Exactly as written, transcribe each line of the listing.

### DATA EXTRACTS
+ + + + +

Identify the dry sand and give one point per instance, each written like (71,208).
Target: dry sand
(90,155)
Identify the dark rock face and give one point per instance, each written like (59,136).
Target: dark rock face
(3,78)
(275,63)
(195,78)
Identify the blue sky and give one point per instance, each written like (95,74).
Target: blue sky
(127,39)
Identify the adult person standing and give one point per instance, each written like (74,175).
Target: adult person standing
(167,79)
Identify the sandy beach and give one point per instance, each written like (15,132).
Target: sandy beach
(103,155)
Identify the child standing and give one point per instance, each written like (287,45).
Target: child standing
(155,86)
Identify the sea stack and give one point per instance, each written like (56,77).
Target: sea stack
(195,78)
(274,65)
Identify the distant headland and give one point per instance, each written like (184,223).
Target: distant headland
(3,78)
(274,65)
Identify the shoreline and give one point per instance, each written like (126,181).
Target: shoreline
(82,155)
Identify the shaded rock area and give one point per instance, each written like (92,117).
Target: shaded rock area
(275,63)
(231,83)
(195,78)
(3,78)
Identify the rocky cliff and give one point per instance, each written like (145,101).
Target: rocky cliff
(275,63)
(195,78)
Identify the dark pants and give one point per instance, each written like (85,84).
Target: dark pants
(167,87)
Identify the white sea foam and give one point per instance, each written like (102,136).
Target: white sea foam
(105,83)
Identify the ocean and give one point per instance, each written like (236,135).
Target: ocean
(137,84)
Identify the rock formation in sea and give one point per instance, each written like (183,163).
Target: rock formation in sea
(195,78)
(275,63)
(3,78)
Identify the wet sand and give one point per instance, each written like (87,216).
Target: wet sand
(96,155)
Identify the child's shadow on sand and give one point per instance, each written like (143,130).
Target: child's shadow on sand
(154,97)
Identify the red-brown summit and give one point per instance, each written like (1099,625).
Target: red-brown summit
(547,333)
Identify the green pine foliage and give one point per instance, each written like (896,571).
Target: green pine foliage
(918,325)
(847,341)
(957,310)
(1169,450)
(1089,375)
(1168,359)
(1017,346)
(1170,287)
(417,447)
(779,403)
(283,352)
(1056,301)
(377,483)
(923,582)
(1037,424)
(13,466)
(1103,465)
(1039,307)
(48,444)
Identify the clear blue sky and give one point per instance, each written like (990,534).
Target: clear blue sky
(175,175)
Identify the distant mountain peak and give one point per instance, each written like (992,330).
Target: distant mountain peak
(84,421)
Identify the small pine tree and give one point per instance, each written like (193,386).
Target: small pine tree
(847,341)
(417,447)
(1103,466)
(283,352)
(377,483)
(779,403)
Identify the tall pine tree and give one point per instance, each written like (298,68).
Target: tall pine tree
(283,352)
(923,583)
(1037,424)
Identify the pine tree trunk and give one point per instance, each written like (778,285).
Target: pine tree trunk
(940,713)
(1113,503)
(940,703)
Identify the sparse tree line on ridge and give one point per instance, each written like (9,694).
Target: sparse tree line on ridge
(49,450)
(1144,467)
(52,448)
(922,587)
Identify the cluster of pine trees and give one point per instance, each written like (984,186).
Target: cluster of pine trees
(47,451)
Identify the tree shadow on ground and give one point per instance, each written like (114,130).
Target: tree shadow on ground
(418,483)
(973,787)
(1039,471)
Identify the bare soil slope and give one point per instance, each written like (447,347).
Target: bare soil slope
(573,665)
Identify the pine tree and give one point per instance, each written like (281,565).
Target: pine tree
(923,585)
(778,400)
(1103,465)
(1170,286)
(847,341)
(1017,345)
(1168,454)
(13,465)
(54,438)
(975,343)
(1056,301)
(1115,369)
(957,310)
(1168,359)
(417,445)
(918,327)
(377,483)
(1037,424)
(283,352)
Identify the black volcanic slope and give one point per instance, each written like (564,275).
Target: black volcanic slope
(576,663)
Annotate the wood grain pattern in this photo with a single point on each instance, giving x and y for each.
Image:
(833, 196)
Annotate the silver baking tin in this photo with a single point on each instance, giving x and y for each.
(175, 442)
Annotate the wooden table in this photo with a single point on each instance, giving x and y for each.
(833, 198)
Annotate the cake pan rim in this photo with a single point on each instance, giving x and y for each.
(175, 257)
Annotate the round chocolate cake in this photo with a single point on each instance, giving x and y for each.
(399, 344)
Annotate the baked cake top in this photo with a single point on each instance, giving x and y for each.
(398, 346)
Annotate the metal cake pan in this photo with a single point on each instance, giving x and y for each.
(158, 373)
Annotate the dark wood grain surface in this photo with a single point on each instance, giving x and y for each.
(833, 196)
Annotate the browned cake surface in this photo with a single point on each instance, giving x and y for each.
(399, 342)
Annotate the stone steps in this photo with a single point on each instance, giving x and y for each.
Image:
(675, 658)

+ + + + +

### SOLUTION TO THE EXERCISE
Identify the dry sand and give one point per instance, each written like (71,208).
Target: dry sand
(90,155)
Identify the dark rock face and give one point per instance, each written like (59,136).
Target: dark rock face
(3,78)
(275,63)
(195,78)
Identify the blue sky and give one point per instance, each written like (95,74).
Target: blue sky
(127,39)
Identify the adult person standing and give one point per instance, each written like (74,175).
Target: adult person standing
(167,79)
Identify the sandy beach and give one point per instance, each written like (15,132).
Target: sandy beach
(103,155)
Identify the child standing and give one point per instance, each written like (287,45).
Target: child standing
(155,86)
Identify the sea stack and give one point per instance, each written like (56,77).
Target: sea stack
(195,78)
(274,65)
Identify the distant headland and give one point per instance, each written like (184,223).
Target: distant headland
(3,78)
(274,65)
Identify the shoreline and give one point per instance, each written like (126,181).
Target: shoreline
(82,155)
Identify the shaded rock area and give one point per instance, each written like (92,117).
Target: shaded rock area
(275,63)
(231,83)
(195,78)
(3,78)
Identify the rocky cliff and give one point per instance, each written like (145,101).
Target: rocky cliff
(275,63)
(195,78)
Identify the dark pants and give one point per instance, each written like (85,84).
Target: dark pants
(167,87)
Identify the white sea foam and give one point per instance, each written like (102,136).
Target: white sea foam
(105,83)
Identify the ocean and give one point per instance, each written like (236,135).
Target: ocean
(137,84)
Identify the rock formation in sea and give one point per instance, each written like (183,163).
Target: rock formation in sea
(195,78)
(275,63)
(3,78)
Identify the wet sand and give one point per instance, each written like (87,216).
Target: wet sand
(96,155)
Identify the child's shadow on sand and give one point per instance, each written like (143,130).
Target: child's shadow on sand
(154,97)
Identify the red-brown summit and give one point per instance, each written like (1099,625).
Target: red-brown summit
(547,333)
Identify the green pine foliage and give one point per instance, each written like (896,571).
Target: green pine foliage
(918,325)
(847,341)
(957,310)
(1169,450)
(1089,375)
(1168,359)
(1017,346)
(1170,287)
(417,447)
(779,403)
(283,352)
(1056,301)
(377,483)
(923,582)
(1037,424)
(13,466)
(1103,465)
(1039,307)
(48,444)
Identify the clear blue sky and give one point per instance, each written like (990,534).
Target: clear blue sky
(175,175)
Identify the distant mountain peak and give one point per instance, each written like (992,330).
Target: distant mountain peak
(84,421)
Identify the small pine tree and give one point per instance, each written like (193,386).
Target: small pine tree
(847,341)
(417,447)
(1103,466)
(283,352)
(377,483)
(779,403)
Identify the tall pine tree and give one point per instance, each written like (298,68).
Target: tall pine tree
(283,352)
(923,583)
(1037,424)
Identify the pine tree trunk and give one point per instance, each written like (778,285).
Target: pine tree trunk
(940,713)
(1113,503)
(940,703)
Identify the sparse tree line on ridge and give one point per instance, each written like (9,694).
Target: sparse tree line on ridge
(49,450)
(1144,467)
(52,448)
(922,587)
Identify the cluster of pine trees and give one point per instance, each written like (984,186).
Target: cluster of pine trees
(47,451)
Identify the tree shadow on ground and give one point per instance, each written like (114,130).
Target: tree shadow on ground
(418,483)
(973,787)
(1039,471)
Identify the bare soil slope and give one point per instance, each written like (447,347).
Target: bare soil slope
(573,665)
Identify the pine tree and give one point per instance, each written like (281,565).
Target: pine tree
(923,585)
(778,400)
(1103,465)
(1170,286)
(847,341)
(1017,345)
(1168,454)
(13,465)
(54,438)
(975,343)
(1056,301)
(1115,369)
(957,310)
(1168,359)
(417,445)
(918,327)
(377,483)
(1037,424)
(283,352)
Identify the black volcanic slope and give one point per instance, each written like (564,275).
Target: black volcanic slope
(576,663)
Annotate the wood grain pattern in this photo with a single point on each instance, giving x and y for each.
Image:
(833, 196)
Annotate the silver baking tin in this photo with a single point on each instance, giving x and y for each.
(175, 442)
Annotate the wooden table in this photo with a single point on each instance, giving x and y for each.
(833, 198)
Annotate the cake pan rim in this photo with a single point on each instance, giving x and y for each.
(175, 257)
Annotate the round chocolate cake in this photo with a single point on each instance, giving x and y for each.
(399, 344)
Annotate the baked cake top in this photo with a single point on each instance, giving x and y for each.
(398, 346)
Annotate the metal cake pan in this photo with a single point on each instance, giving x and y for each.
(158, 373)
Annotate the dark wood grain surface in this photo with a single point on each instance, giving x and y for each.
(833, 196)
Annotate the browned cake surface in this photo with a single point on each instance, giving x and y for each.
(399, 342)
Annotate the stone steps in this photo with a single point on each instance, giving x and y for each.
Image:
(675, 658)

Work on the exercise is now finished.